• _Exercise objective_:
Tally the lines in the listing below that contain the word "tomato", and give only that number.

------ Extracted entries ------

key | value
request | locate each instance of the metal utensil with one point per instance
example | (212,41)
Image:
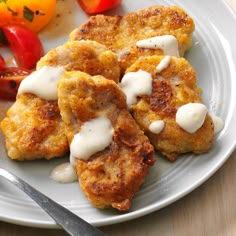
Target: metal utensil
(71,223)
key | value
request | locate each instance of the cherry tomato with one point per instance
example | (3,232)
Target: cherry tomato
(25,44)
(2,62)
(32,14)
(96,6)
(10,79)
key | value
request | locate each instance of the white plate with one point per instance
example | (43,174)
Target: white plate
(211,55)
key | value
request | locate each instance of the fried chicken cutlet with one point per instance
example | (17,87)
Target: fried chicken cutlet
(33,127)
(121,33)
(173,85)
(114,174)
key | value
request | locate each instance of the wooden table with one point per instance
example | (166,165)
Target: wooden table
(208,210)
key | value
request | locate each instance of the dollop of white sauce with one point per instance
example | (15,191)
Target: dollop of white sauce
(191,116)
(156,126)
(163,64)
(42,82)
(135,84)
(95,135)
(64,173)
(218,123)
(167,43)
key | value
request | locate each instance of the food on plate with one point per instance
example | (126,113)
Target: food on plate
(10,79)
(163,96)
(122,33)
(25,44)
(84,55)
(92,7)
(34,15)
(109,151)
(33,127)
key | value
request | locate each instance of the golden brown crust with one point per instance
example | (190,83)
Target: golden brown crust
(173,87)
(120,33)
(113,176)
(85,55)
(33,129)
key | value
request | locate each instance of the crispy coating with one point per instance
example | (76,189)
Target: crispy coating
(174,86)
(120,33)
(113,176)
(84,55)
(33,127)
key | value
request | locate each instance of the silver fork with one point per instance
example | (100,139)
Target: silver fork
(71,223)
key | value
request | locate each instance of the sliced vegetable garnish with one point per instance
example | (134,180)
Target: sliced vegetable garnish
(32,14)
(10,79)
(96,6)
(25,44)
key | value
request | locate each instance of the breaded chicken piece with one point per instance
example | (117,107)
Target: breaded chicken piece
(120,33)
(172,87)
(110,177)
(84,55)
(33,127)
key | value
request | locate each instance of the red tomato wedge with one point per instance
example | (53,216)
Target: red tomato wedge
(2,62)
(26,46)
(96,6)
(10,79)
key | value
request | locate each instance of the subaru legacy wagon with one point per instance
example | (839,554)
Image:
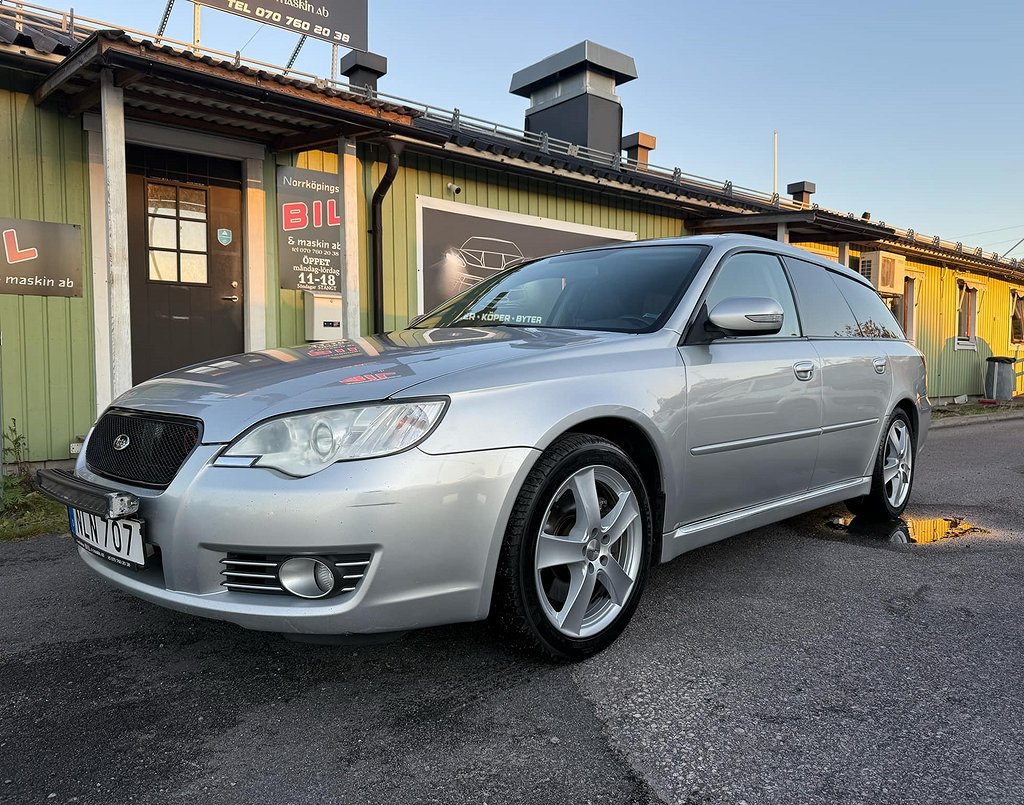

------

• _Answer to this exercise_:
4